Detection examples:
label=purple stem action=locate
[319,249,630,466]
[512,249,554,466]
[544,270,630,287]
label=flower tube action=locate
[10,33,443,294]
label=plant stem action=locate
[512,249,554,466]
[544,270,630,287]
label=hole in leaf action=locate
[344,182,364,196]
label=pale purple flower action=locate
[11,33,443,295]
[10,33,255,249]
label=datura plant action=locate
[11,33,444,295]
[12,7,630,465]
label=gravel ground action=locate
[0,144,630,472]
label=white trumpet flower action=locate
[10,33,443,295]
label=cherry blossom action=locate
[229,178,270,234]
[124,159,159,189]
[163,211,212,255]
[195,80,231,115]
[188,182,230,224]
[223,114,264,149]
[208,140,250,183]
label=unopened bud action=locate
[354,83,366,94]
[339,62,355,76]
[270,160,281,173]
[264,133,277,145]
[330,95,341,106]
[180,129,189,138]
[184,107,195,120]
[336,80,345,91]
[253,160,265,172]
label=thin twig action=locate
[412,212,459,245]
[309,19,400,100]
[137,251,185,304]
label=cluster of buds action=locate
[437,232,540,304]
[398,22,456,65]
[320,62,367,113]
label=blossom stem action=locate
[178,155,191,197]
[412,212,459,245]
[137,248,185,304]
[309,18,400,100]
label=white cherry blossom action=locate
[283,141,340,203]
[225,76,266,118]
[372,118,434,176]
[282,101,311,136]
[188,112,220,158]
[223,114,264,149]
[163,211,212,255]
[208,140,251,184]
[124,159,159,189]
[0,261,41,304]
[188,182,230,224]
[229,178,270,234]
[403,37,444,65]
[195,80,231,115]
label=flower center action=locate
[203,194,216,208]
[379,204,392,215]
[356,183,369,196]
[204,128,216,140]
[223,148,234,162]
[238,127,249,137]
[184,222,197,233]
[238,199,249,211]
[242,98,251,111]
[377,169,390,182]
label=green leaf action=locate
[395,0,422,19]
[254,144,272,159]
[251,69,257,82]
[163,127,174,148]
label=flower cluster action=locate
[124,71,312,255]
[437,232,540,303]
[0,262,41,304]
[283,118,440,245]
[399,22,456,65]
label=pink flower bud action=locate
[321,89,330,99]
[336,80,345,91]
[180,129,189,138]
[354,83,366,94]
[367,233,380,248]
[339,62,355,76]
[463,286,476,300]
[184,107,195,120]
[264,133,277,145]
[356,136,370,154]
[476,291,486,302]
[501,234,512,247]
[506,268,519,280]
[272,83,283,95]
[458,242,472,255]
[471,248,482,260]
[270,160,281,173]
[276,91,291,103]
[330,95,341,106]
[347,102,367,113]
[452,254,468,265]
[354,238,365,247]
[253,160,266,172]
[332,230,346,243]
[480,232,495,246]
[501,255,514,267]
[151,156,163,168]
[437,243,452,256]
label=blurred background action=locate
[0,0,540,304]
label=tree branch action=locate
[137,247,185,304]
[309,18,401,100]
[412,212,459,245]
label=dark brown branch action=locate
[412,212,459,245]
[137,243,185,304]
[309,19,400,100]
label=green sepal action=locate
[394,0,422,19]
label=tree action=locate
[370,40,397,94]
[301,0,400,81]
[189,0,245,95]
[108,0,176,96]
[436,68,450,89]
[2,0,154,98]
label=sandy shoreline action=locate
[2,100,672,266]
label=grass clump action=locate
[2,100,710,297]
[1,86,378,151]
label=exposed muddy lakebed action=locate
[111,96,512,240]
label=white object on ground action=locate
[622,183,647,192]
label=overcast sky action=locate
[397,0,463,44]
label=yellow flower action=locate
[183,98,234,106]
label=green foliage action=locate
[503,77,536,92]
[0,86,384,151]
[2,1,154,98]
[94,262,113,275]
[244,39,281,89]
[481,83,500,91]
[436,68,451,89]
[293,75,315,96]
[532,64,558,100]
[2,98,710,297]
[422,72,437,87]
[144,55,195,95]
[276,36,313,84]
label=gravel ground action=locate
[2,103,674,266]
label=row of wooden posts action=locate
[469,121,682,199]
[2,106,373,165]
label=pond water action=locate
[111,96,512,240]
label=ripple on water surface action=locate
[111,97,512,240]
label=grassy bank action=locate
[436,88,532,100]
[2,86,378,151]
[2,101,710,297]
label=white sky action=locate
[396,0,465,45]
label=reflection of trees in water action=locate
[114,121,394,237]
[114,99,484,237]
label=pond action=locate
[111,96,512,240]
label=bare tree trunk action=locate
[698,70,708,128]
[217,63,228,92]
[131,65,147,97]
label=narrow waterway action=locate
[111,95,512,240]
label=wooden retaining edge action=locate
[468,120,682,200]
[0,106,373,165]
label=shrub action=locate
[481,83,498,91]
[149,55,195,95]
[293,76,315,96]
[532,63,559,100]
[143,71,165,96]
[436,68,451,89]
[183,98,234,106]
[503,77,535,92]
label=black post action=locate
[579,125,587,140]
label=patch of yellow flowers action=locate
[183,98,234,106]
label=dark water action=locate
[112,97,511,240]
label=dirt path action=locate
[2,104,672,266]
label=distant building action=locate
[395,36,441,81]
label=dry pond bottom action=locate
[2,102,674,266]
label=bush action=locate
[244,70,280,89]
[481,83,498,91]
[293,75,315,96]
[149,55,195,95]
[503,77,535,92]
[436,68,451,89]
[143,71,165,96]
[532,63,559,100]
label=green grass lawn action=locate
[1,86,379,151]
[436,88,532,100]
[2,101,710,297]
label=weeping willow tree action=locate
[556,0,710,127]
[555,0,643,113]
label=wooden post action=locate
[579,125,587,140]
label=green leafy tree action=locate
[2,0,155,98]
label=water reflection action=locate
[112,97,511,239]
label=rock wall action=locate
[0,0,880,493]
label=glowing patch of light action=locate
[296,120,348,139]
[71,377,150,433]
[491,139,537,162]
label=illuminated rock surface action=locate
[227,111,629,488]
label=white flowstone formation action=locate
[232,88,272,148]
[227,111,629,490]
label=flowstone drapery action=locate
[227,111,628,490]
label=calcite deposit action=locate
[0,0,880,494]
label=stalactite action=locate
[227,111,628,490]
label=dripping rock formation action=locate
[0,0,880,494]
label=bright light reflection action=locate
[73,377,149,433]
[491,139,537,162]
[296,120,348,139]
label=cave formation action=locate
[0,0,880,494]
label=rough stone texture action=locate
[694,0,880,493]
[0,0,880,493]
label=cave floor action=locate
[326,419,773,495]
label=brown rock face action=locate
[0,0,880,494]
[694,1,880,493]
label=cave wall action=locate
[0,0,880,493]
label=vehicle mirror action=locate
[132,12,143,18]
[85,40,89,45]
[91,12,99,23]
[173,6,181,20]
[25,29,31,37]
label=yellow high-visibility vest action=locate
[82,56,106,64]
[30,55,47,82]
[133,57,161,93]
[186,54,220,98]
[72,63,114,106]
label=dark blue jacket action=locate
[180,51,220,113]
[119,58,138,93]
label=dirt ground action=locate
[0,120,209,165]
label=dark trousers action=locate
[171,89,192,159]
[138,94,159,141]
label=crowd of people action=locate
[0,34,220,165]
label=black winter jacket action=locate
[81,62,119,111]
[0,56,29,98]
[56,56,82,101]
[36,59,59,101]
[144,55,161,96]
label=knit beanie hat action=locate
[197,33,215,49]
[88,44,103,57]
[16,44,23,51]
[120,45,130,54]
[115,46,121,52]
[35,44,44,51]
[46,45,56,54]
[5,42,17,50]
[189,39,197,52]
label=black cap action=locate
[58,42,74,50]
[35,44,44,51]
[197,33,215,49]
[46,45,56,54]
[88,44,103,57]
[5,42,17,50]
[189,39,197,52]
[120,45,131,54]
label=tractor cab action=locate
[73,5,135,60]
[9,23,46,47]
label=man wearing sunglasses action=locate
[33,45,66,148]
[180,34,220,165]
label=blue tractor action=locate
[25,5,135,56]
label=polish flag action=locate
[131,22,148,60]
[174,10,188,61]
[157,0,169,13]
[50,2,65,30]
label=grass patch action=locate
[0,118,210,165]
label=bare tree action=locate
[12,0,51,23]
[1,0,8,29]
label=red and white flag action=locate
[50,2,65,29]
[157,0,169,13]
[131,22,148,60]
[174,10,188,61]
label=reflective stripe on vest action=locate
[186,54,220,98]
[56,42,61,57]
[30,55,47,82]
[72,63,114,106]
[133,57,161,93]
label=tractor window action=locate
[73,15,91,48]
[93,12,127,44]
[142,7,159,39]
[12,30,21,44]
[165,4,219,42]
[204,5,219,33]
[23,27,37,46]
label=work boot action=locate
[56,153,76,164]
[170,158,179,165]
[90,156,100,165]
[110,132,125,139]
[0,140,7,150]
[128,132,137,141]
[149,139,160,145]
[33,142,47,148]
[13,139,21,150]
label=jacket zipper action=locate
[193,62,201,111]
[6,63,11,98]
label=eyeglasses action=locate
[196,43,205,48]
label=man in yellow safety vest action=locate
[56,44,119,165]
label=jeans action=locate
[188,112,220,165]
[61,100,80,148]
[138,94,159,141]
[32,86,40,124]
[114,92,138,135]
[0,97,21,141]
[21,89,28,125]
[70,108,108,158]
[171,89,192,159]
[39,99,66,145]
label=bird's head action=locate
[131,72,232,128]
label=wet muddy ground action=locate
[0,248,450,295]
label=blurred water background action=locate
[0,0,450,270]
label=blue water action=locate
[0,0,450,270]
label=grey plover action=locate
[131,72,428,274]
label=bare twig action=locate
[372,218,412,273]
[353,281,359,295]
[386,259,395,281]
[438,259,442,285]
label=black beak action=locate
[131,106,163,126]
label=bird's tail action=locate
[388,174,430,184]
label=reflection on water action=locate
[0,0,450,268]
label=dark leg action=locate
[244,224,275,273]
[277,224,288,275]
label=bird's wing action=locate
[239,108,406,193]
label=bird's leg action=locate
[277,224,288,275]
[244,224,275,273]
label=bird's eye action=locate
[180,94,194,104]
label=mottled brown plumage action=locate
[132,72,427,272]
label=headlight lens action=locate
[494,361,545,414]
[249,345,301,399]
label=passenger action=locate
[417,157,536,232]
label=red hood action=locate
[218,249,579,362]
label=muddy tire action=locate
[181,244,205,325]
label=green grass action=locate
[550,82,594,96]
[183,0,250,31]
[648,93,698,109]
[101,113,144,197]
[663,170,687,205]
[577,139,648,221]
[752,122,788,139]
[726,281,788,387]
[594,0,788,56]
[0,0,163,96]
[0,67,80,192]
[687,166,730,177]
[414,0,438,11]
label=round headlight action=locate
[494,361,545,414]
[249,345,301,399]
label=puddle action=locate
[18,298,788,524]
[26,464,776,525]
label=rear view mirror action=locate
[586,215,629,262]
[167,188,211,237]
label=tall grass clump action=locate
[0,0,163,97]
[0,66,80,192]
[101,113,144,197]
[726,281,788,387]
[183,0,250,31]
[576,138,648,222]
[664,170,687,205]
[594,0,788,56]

**WHAT THE TASK ASKS:** Render the data as a Markdown table with the columns Row and Data line, starting at the first line of the data and ending at the line that contains "[377,169,390,182]", with both ends included. Leave out blank lines.

**RESULT OF THIS EXERCISE:**
| Row | Data line |
|---|---|
| 1 | label=purple stem action=locate |
| 2 | [319,249,630,466] |
| 3 | [512,249,554,466] |
| 4 | [544,270,630,287] |
| 5 | label=flower tube action=locate |
| 6 | [10,33,443,294] |
| 7 | label=plant stem action=locate |
| 8 | [512,249,554,466] |
| 9 | [544,270,630,287] |
| 10 | label=hole in leaf action=locate |
| 11 | [344,182,364,196] |
| 12 | label=pale purple flower action=locate |
| 13 | [11,33,443,295] |
| 14 | [10,33,255,249] |
| 15 | label=datura plant action=locate |
| 16 | [11,33,444,295] |
| 17 | [12,7,630,465] |
| 18 | label=gravel ground action=locate |
| 19 | [0,144,630,472] |
| 20 | label=white trumpet flower action=locate |
| 21 | [10,33,443,295] |
| 22 | label=cherry blossom action=locate |
| 23 | [229,178,270,234] |
| 24 | [124,159,159,189] |
| 25 | [163,211,212,255] |
| 26 | [195,80,231,115] |
| 27 | [188,182,230,224] |
| 28 | [223,114,264,149] |
| 29 | [208,140,250,183] |
| 30 | label=unopened bud action=locate |
| 31 | [354,83,366,94] |
| 32 | [339,62,355,76] |
| 33 | [270,160,281,173] |
| 34 | [264,133,277,145] |
| 35 | [330,95,341,106] |
| 36 | [180,129,189,138] |
| 37 | [184,107,195,120] |
| 38 | [336,80,345,91] |
| 39 | [253,160,265,172] |
| 40 | label=thin twig action=locate |
| 41 | [412,212,459,245] |
| 42 | [309,19,400,100] |
| 43 | [137,251,185,304] |
| 44 | label=cluster of buds action=locate |
| 45 | [437,232,540,304] |
| 46 | [398,22,456,65] |
| 47 | [320,62,367,113] |
| 48 | label=blossom stem action=locate |
| 49 | [178,155,191,197] |
| 50 | [412,212,459,245] |
| 51 | [137,248,185,304] |
| 52 | [309,18,400,100] |
| 53 | label=white cherry blossom action=locate |
| 54 | [283,141,340,203] |
| 55 | [225,76,266,118] |
| 56 | [372,118,434,176] |
| 57 | [282,101,311,136] |
| 58 | [188,112,220,158] |
| 59 | [223,114,264,149] |
| 60 | [163,211,212,255] |
| 61 | [208,140,251,184] |
| 62 | [124,159,159,189] |
| 63 | [0,261,41,304] |
| 64 | [188,182,230,224] |
| 65 | [229,178,270,234] |
| 66 | [403,37,444,65] |
| 67 | [195,80,231,115] |
| 68 | label=flower center action=locate |
| 69 | [203,194,216,208] |
| 70 | [379,204,392,215] |
| 71 | [356,183,369,196] |
| 72 | [204,128,216,140] |
| 73 | [223,148,234,162] |
| 74 | [238,127,249,137] |
| 75 | [184,222,197,233] |
| 76 | [238,199,249,211] |
| 77 | [242,98,251,111] |
| 78 | [377,169,390,182] |